Task instructions: Copy the data below verbatim, keeping every line in its original order.

Input material:

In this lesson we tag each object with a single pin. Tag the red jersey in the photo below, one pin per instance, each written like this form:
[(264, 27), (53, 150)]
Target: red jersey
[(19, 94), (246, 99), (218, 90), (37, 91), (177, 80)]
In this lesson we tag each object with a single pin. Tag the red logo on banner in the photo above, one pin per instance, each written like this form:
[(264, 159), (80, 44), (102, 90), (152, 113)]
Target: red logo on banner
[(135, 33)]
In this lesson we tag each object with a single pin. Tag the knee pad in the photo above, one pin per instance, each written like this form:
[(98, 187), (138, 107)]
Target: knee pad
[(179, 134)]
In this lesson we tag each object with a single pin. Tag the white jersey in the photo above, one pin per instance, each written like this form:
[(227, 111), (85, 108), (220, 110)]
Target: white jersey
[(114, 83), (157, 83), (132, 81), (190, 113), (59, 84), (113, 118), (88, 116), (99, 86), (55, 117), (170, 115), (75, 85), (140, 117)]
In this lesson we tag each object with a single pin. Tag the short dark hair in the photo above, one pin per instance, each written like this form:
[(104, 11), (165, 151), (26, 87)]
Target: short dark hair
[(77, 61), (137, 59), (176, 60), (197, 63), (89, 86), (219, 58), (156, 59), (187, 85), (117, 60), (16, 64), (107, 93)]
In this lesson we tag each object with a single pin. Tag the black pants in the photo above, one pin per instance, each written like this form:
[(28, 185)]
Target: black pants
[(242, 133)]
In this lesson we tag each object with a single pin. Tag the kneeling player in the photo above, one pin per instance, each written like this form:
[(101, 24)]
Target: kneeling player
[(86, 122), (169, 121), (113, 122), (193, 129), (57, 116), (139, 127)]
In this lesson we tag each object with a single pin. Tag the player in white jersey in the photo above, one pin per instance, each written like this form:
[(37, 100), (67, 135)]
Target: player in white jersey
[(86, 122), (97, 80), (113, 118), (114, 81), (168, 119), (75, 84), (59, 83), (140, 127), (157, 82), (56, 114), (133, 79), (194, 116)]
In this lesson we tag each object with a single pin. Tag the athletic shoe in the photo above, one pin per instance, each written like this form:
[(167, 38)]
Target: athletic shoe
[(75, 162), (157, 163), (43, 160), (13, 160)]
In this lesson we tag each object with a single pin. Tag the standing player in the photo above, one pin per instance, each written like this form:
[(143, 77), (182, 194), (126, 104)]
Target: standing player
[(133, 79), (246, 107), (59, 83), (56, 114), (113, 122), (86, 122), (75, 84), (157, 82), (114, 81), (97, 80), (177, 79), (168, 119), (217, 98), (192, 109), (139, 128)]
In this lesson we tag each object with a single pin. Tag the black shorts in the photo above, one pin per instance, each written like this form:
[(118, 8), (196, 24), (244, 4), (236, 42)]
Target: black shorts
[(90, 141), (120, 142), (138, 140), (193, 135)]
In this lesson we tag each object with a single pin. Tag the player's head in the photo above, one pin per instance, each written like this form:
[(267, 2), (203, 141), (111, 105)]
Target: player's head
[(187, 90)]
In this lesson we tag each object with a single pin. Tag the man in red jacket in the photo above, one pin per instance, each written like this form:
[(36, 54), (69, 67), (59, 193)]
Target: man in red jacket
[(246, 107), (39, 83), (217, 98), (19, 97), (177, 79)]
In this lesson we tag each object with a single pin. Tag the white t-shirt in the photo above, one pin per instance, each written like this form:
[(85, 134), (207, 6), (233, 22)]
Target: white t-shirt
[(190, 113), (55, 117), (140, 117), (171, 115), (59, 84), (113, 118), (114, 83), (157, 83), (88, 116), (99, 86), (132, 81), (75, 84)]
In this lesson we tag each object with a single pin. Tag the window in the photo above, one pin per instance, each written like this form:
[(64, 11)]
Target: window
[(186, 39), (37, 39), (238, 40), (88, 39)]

Worked solution:
In this lesson we tag each object with a single pin. Tag the red jersey in the photo below, one pin per instance, each written like this form:
[(264, 27), (53, 150)]
Target: red jersey
[(19, 94), (246, 99), (218, 90), (37, 91), (177, 80)]
In this lesson we tag each object with a single pin. Tag the red logo on banner in the photo above, one pin per instance, each written like this form:
[(264, 159), (80, 44), (102, 90), (152, 113)]
Target: red logo on banner
[(135, 33)]
In this lesson we tag each object with a single pin. Tag the knee pad in the photo above, one pin per instance, each written like this form:
[(98, 187), (138, 107)]
Target: knee pad
[(179, 134)]
In this lesson we tag each object with a single pin. Tag the white jersey in the photo above, one pin per instance, each written like this form:
[(227, 111), (85, 108), (220, 110)]
Target: white jersey
[(114, 83), (157, 83), (132, 81), (190, 113), (59, 84), (113, 118), (88, 116), (99, 86), (55, 117), (170, 115), (75, 85), (140, 117)]
In this lesson we tag each object with a single pin. Tag the short dark hair in the photo above, one pin per instance, each written like this form:
[(104, 11), (165, 151), (26, 87)]
Target: short dark hair
[(77, 61), (137, 59), (176, 60), (197, 63), (89, 86), (219, 58), (156, 59), (187, 85), (117, 60), (16, 64), (107, 93)]
In this lesson we tag each object with a single pin. Tag the black pants in the photo above, one pin per instance, each written like this form:
[(28, 185)]
Target: black pants
[(242, 133)]
In this lesson we tag each object with a single pin. Tag the kneeling player in the photo above, one pin per instance, each written like this form:
[(101, 24)]
Target: kneeling player
[(86, 122), (169, 121), (113, 122), (193, 129), (57, 116), (139, 127)]
In this lesson we tag each object with a single pin. Tag the player in white jersey in the photo above, one pin per instance, each written like this form:
[(37, 100), (67, 135)]
Target: player in white jersey
[(86, 122), (97, 80), (113, 118), (114, 81), (168, 119), (75, 84), (59, 83), (140, 127), (157, 82), (56, 114), (133, 79), (194, 116)]
In this lesson we tag each object with a single pin. Tag the athletic shoe in the photo above, one pin per instance, each written like this form:
[(167, 38)]
Target: athletic shoe
[(75, 162), (157, 163), (43, 160), (13, 160)]
In this lesson we tag each object with a single pin. Tag the standing player in the photo above, one pin per instance, each written like this form:
[(143, 77), (182, 194), (126, 104)]
Target: standing player
[(133, 79), (246, 107), (59, 83), (56, 114), (113, 122), (86, 122), (75, 84), (157, 82), (114, 81), (97, 80), (177, 79), (168, 119), (217, 98), (192, 109), (139, 128)]
In this lesson we tag each object with a single pin. Tag the black shorts in the photo above, one pin per instance, each written like this form:
[(118, 8), (196, 24), (244, 4), (236, 42)]
Target: black shorts
[(90, 141), (120, 142), (138, 140), (193, 135)]
In this lesson we tag each object with a single pin. Tag the player's head in the photo above, one pin per instance, each written like this form:
[(267, 2), (203, 141), (111, 105)]
Target: player's head
[(187, 90)]
In this lesson we tag each object with a single pin. Tag the man in red jacket in the photo above, one pin per instance, each written like this form:
[(36, 54), (69, 67), (59, 193)]
Target: man in red jacket
[(246, 107), (39, 83), (217, 98), (19, 97), (177, 79)]
In this lesson we tag each object with a single pin. Tag the white t-shirt in the photo above, one pin per instance, each written like this form:
[(85, 134), (207, 6), (233, 22)]
Target: white t-shirt
[(190, 113), (55, 117), (140, 117), (171, 115), (59, 84), (113, 118), (114, 83), (157, 83), (88, 116), (99, 86), (132, 81), (75, 84)]
In this lesson we tag each object with a single pin. Tag the window in the photo above, one pin per instance, each written like this form:
[(64, 11)]
Target: window
[(186, 39), (37, 39), (238, 40), (88, 39)]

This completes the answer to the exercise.